• **Aim of the exercise**
Please identify and copy every line of the records below that contains the word "then". Letter case matters.

::::::::

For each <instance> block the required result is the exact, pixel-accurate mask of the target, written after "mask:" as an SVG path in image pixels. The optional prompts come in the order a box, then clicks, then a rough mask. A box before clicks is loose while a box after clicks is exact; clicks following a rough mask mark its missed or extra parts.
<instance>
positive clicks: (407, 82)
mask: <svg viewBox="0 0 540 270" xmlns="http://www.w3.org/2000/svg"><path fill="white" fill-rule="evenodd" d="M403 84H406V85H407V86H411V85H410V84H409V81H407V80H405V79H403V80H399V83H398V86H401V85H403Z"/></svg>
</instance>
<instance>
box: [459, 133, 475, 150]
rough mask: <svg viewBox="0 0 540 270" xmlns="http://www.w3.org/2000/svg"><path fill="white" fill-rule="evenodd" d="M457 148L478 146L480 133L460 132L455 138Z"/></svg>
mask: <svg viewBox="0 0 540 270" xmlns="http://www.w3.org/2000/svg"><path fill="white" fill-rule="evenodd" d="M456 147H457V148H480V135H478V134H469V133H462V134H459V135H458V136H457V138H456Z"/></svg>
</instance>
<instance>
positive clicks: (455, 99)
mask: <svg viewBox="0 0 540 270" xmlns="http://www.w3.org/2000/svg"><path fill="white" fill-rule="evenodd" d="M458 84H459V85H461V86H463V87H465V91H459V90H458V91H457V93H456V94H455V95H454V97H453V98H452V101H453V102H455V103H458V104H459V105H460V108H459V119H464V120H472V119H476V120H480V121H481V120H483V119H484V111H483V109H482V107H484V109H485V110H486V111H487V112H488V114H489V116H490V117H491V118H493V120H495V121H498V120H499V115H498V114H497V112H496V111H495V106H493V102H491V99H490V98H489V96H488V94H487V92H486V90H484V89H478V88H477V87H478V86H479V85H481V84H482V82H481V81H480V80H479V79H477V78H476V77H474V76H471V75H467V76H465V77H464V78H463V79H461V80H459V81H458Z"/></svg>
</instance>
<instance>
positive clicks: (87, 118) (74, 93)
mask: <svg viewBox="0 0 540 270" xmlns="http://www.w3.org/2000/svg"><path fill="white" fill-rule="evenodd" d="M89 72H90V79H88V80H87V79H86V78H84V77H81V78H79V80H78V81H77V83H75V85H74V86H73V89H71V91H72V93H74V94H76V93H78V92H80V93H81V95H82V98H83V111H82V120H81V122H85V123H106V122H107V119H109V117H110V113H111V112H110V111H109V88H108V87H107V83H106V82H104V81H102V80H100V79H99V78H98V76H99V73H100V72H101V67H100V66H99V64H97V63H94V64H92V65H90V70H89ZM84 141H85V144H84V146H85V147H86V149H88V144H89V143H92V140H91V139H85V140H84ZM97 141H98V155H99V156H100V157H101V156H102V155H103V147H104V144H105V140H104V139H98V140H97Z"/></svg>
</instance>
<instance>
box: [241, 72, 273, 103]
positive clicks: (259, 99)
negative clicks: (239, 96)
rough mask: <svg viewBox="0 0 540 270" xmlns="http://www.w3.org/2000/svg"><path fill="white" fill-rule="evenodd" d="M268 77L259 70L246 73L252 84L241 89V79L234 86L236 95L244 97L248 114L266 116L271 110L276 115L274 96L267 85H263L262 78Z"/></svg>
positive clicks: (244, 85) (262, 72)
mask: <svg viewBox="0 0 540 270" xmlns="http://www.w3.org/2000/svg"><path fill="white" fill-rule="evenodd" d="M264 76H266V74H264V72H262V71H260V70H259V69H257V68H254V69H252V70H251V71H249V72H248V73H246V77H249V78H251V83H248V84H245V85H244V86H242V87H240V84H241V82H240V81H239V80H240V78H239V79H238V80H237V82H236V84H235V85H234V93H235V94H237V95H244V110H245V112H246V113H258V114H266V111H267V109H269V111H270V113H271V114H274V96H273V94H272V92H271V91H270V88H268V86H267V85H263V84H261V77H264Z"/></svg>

::::::::

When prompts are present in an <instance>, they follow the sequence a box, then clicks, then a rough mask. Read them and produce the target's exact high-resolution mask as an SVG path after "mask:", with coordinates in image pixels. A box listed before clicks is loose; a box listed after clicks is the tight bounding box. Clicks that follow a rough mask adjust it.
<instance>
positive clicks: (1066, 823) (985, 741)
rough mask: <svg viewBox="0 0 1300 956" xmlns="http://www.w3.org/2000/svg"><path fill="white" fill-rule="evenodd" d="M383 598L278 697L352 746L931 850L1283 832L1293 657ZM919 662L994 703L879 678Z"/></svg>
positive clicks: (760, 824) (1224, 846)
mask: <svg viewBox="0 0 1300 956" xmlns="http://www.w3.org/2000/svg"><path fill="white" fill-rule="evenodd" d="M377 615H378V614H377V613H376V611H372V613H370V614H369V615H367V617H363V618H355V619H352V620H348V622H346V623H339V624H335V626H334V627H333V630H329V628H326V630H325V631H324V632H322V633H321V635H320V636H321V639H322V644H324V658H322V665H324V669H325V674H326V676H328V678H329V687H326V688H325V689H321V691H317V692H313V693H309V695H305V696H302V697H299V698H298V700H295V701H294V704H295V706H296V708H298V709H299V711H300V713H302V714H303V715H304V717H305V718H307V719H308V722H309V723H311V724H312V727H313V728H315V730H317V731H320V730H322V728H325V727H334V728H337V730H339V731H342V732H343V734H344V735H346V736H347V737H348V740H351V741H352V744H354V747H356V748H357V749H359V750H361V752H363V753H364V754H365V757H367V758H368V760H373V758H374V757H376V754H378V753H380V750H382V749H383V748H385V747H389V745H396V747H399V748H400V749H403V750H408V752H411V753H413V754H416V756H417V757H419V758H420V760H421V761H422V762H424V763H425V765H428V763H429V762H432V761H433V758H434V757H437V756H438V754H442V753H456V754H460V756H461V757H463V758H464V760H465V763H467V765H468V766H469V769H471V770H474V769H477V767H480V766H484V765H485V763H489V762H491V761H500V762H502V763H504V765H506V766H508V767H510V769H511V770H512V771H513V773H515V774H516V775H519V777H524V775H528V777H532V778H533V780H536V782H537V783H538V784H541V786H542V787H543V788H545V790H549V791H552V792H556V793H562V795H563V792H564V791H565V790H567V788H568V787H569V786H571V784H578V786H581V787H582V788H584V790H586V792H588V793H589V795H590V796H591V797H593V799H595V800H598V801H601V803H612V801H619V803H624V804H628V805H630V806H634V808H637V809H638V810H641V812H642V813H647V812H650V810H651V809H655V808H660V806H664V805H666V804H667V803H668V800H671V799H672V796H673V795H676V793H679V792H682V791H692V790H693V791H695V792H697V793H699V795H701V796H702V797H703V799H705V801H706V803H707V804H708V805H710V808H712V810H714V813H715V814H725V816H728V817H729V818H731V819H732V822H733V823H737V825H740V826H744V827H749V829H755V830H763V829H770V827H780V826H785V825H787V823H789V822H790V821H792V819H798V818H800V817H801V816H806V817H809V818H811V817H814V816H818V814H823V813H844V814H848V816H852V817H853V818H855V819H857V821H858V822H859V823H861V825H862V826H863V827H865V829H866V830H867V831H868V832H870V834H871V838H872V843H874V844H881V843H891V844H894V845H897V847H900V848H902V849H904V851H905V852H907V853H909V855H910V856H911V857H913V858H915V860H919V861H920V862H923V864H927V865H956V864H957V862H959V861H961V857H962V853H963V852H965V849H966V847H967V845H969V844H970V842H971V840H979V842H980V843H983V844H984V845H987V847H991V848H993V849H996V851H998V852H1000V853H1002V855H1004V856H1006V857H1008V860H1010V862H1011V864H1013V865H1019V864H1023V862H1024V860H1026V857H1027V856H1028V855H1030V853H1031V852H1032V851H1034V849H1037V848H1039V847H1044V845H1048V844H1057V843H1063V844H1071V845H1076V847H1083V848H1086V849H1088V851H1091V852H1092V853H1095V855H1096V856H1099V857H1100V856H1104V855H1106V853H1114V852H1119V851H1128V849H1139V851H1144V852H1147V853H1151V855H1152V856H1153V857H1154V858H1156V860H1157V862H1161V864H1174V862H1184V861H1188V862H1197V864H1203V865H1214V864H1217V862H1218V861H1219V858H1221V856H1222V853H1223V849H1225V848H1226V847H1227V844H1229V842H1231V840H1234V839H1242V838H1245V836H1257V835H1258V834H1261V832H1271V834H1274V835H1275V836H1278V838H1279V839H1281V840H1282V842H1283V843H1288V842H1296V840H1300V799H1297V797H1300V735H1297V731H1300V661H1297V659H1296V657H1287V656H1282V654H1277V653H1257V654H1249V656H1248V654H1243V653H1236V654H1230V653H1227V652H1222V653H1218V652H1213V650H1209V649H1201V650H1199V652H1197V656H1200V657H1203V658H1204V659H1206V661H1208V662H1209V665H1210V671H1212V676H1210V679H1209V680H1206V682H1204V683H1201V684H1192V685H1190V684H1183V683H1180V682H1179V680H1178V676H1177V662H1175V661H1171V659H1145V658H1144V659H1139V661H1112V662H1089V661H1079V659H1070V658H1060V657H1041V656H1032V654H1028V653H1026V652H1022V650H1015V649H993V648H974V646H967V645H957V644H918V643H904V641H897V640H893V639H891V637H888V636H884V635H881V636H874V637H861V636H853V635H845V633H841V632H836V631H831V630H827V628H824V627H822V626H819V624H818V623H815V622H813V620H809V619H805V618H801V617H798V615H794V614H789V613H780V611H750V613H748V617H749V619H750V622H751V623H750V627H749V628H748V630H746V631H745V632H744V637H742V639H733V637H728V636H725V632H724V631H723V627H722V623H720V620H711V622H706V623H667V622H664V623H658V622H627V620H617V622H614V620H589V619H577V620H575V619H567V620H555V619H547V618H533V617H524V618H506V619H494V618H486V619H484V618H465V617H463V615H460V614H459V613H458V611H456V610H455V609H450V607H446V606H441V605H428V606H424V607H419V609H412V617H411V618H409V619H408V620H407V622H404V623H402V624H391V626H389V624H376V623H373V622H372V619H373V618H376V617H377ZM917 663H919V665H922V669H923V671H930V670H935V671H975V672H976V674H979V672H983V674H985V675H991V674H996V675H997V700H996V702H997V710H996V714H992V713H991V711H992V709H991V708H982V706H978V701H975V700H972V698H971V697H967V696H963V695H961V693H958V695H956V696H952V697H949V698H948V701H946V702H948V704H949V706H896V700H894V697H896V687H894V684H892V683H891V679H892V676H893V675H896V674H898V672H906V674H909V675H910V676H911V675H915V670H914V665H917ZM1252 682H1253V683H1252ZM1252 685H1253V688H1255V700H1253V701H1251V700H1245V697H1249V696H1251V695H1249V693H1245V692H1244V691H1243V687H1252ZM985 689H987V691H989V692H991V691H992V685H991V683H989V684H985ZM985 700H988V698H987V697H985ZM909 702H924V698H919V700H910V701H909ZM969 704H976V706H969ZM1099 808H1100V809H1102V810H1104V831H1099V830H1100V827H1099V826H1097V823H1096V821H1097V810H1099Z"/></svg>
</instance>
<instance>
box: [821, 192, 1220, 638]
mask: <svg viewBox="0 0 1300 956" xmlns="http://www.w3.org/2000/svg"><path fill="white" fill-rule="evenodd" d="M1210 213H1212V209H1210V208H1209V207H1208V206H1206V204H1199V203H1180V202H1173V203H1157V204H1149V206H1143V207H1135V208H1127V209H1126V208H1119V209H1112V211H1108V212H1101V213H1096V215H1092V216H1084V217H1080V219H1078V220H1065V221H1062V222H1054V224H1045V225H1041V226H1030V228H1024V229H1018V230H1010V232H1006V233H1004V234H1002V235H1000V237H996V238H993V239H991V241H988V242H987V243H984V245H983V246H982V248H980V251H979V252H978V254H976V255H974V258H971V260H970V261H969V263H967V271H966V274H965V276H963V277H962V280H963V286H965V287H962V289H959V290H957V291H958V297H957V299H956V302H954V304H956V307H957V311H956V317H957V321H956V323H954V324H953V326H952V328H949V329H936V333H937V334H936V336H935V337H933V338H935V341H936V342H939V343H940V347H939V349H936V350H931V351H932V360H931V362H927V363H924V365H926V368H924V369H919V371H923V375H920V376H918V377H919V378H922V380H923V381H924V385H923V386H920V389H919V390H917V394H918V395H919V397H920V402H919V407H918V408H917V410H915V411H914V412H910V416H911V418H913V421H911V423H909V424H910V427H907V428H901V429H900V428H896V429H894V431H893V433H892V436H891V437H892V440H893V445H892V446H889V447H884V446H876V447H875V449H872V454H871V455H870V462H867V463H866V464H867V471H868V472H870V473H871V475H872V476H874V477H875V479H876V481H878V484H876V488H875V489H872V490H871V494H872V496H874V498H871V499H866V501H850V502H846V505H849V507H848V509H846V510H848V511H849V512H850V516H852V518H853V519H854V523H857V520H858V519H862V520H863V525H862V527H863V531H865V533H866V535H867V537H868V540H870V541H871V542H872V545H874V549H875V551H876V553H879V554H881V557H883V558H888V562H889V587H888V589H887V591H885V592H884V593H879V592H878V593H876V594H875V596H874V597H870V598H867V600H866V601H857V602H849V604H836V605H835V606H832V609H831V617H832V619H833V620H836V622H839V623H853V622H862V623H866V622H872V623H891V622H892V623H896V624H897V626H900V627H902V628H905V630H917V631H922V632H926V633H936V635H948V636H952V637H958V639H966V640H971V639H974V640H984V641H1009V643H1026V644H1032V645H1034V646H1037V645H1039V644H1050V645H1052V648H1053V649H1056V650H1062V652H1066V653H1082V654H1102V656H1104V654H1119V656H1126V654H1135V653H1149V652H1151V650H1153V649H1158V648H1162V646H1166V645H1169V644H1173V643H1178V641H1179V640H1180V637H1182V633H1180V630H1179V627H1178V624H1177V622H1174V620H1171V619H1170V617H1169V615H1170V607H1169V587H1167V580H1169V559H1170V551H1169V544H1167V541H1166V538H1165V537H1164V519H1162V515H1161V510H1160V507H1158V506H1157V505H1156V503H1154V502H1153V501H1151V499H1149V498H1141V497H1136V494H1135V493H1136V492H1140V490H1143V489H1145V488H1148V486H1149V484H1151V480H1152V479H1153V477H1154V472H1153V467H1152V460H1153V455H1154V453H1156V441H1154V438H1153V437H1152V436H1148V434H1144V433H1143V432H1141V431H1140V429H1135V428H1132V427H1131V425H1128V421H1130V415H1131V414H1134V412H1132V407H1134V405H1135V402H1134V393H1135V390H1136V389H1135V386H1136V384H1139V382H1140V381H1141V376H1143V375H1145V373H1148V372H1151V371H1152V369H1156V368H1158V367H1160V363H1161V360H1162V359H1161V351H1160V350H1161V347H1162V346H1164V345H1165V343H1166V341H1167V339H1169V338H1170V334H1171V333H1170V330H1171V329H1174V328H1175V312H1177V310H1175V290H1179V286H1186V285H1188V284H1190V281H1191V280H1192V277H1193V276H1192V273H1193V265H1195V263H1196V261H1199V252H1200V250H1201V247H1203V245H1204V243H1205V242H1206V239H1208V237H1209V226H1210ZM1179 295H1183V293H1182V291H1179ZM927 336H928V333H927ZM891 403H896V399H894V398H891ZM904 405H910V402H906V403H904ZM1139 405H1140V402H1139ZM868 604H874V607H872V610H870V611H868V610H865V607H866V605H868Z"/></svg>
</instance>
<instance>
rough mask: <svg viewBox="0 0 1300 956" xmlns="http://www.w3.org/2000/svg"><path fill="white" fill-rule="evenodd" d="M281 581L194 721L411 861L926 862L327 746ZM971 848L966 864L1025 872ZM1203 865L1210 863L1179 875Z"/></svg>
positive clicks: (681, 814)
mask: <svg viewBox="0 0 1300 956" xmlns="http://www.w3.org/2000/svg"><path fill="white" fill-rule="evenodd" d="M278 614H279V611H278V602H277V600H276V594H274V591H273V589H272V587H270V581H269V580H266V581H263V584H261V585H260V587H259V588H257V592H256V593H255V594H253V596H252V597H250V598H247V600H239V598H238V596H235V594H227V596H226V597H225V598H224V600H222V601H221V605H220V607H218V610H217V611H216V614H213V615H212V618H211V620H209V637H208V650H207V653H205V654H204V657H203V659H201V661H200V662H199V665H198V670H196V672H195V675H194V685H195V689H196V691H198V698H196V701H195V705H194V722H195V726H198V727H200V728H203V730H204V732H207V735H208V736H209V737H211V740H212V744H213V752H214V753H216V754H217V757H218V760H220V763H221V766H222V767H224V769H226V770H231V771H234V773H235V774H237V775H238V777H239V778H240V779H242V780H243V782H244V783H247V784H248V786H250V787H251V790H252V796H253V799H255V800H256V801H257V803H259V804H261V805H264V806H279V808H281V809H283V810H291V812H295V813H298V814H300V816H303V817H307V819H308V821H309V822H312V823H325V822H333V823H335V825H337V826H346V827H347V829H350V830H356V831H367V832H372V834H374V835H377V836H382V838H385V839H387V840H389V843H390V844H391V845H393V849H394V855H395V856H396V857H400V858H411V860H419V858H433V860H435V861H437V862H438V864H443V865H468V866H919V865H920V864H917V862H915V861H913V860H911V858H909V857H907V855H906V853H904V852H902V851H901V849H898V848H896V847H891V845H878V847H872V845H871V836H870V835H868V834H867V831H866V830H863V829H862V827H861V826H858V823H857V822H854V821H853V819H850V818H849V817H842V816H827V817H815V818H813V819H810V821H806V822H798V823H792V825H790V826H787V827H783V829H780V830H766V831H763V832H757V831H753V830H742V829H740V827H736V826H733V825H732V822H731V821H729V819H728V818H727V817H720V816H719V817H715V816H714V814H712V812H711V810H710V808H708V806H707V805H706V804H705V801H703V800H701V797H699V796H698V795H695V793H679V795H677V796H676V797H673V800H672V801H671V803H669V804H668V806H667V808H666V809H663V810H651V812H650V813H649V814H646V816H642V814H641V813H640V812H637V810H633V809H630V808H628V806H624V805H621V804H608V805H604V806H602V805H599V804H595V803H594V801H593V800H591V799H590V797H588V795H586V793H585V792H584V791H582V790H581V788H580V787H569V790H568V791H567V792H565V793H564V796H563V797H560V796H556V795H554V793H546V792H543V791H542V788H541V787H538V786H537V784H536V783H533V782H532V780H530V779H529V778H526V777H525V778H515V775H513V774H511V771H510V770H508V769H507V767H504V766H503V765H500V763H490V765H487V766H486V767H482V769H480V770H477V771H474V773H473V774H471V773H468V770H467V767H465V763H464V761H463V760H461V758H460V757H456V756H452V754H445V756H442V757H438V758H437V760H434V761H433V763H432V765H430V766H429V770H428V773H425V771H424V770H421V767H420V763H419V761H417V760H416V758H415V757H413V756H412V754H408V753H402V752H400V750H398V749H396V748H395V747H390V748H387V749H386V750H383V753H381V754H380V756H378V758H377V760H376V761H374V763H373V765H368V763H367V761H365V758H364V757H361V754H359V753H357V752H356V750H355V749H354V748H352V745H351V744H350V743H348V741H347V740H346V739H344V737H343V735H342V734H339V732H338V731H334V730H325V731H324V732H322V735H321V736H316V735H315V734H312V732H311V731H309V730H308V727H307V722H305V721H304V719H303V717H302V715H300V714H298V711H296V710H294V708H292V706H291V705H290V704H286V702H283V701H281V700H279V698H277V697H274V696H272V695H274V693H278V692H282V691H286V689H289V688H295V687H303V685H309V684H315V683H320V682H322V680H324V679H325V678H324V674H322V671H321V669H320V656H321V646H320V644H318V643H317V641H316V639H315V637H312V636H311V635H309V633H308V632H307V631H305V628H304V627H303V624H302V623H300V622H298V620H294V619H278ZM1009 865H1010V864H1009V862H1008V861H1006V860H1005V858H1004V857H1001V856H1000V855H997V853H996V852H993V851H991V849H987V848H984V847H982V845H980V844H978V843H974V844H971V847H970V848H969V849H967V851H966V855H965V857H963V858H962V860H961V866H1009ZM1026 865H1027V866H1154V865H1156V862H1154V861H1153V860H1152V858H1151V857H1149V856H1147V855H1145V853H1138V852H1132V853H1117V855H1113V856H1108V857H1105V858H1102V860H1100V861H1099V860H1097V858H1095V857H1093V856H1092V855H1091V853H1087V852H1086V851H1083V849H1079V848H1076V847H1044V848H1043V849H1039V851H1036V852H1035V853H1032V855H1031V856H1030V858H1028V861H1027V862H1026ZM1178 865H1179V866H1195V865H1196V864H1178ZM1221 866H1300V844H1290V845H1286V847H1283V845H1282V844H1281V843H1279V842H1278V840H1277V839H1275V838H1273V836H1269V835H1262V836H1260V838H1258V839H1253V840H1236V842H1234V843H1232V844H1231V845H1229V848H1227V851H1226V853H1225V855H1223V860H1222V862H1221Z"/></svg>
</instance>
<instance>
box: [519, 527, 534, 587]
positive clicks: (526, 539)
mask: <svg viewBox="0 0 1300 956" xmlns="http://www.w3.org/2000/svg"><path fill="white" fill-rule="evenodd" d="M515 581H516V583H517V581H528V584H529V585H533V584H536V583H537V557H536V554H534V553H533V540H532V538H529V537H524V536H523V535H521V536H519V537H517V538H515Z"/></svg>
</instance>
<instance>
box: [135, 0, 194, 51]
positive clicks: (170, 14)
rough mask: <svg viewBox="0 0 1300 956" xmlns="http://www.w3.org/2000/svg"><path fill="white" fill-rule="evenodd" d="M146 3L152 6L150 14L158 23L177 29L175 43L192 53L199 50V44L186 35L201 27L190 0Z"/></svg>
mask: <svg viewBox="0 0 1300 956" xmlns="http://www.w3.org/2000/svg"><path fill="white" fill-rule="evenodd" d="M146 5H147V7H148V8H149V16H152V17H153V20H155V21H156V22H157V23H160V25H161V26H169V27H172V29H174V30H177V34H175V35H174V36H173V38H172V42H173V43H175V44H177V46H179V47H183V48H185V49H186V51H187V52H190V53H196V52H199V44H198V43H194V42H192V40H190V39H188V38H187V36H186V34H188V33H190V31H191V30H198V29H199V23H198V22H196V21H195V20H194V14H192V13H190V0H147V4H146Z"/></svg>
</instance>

::::::::

• **Written answer**
For each <instance> block the required result is the exact, pixel-accurate mask of the target, written after "mask:" as an SVG path in image pixels. The optional prompts come in the order a box, then clicks, then a rough mask. A box before clicks is loose while a box after clicks is exact; clicks following a rough mask mark its missed or extra parts.
When prompts are present in an <instance>, they follow the sequence a box, then clicks, then a rough mask. Read them and produce the target's exact high-resolution mask as an SVG path after "mask:", with coordinates in image pixels. A box listed before clicks is loose; a box listed after clicks is the tight bounding box. Clicks that follow a rough mask adjust it.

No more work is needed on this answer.